Point localization data
"""

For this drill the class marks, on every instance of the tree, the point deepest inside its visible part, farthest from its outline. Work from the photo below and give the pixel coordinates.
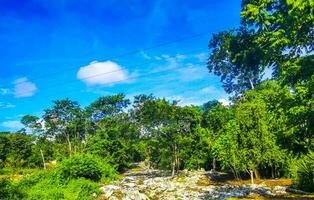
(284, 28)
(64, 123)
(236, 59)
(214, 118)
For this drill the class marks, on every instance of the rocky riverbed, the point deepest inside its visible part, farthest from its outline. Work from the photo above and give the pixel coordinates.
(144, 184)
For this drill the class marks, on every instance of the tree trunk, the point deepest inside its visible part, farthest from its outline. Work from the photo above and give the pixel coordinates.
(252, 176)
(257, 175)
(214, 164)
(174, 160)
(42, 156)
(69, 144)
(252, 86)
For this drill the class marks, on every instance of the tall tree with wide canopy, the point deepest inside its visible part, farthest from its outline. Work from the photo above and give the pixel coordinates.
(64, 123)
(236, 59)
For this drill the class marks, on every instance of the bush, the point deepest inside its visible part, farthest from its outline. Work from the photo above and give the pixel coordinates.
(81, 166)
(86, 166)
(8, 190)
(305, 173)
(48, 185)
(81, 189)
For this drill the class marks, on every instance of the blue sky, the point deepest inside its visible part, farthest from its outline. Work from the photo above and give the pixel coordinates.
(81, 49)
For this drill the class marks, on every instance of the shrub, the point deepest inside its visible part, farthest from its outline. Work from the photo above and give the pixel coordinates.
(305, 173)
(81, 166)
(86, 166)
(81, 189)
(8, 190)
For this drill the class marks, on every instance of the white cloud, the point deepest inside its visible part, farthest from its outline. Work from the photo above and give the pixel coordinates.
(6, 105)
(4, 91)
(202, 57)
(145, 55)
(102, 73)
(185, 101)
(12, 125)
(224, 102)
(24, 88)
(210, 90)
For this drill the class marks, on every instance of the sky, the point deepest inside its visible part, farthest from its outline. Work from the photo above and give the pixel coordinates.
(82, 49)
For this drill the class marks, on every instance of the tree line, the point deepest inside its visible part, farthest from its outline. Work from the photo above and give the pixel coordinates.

"""

» **What is being asked**: Print only the lines running from the one with "the sky, the" to the final line of the data above, each exactly as it appears.

» **Solution below**:
For this drill the class marks, on every instance of the sky, the point deepest inside its visible part, farthest from its outline. Work from the photo above and give the pixel coordinates.
(82, 49)
For this drill the class marks, on every instance of the tree line, the point deepest inside its visible part, farthest from its outline. Work from the photo above and give the pixel coordinates.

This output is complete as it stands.